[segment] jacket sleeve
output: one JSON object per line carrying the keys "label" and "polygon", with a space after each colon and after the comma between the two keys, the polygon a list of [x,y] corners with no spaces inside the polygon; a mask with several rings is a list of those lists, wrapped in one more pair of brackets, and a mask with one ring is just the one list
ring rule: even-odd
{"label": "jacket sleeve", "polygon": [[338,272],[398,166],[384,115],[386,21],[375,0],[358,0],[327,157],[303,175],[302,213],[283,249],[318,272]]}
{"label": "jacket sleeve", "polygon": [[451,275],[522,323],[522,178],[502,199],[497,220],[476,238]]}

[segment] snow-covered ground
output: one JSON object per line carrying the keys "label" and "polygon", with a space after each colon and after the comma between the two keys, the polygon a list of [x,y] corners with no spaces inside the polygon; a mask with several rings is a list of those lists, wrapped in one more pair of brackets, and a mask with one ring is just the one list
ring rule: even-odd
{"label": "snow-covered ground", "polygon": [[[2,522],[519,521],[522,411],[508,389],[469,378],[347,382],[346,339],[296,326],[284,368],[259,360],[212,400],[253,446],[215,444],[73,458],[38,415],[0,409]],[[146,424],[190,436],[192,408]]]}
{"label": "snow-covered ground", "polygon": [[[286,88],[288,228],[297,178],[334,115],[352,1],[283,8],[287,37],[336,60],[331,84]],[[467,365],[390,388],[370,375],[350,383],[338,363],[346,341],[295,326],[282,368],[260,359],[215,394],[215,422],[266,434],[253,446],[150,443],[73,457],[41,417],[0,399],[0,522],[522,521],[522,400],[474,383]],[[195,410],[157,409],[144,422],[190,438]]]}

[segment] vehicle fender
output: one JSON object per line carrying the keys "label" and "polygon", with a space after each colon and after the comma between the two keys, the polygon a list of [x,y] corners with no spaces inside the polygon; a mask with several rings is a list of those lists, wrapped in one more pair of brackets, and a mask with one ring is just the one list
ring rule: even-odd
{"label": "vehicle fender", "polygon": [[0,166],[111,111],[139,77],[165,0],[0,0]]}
--*--
Work required:
Reproduce all of the data above line for line, changing nothing and leaving nothing out.

Answer below:
[segment] jacket sleeve
output: one JSON object per line carrying the keys "label" and "polygon", with a space after each colon and after the comma between the two keys, the polygon a list of [x,y] corners with no spaces inside the polygon; a mask with several rings is a list of those lists, wrapped in one more pair of brackets, and a mask with one ring is just the one list
ring rule: even-odd
{"label": "jacket sleeve", "polygon": [[338,272],[398,166],[384,115],[386,21],[375,0],[358,0],[327,157],[303,175],[302,213],[283,249],[318,272]]}
{"label": "jacket sleeve", "polygon": [[451,275],[522,323],[522,178],[502,199],[497,220],[476,238]]}

[segment] snow-covered ground
output: one JSON object per line carrying the keys "label" and "polygon", with a space after each colon and after the comma between the two keys, the polygon a list of [x,y] corners with no spaces inside the polygon; a mask with several rings is a list of those lists, wrapped in one more pair of brackets, and a mask with one ring is just the one list
ring rule: even-odd
{"label": "snow-covered ground", "polygon": [[[2,522],[519,521],[522,411],[508,389],[469,378],[347,382],[346,339],[296,326],[284,368],[259,360],[212,400],[253,446],[215,444],[73,458],[38,415],[0,409]],[[146,424],[190,436],[192,408]]]}
{"label": "snow-covered ground", "polygon": [[[286,88],[288,228],[297,178],[334,115],[352,1],[283,8],[287,37],[336,60],[331,84]],[[467,365],[390,388],[370,375],[350,383],[338,363],[346,341],[295,326],[282,368],[260,359],[215,394],[215,422],[266,434],[253,446],[150,443],[73,457],[41,417],[0,399],[0,522],[522,521],[522,400],[474,383]],[[195,410],[157,409],[144,422],[190,438]]]}

[segment] vehicle fender
output: one JSON object per line carrying the keys "label" and "polygon", with a space after each colon and after the comma between the two keys, the polygon a list of [x,y] corners with no spaces inside the polygon; a mask with several rings is a list of those lists, wrapped in one more pair of brackets, and a mask with one ring is just the one list
ring rule: even-odd
{"label": "vehicle fender", "polygon": [[0,166],[111,111],[139,77],[165,0],[0,0]]}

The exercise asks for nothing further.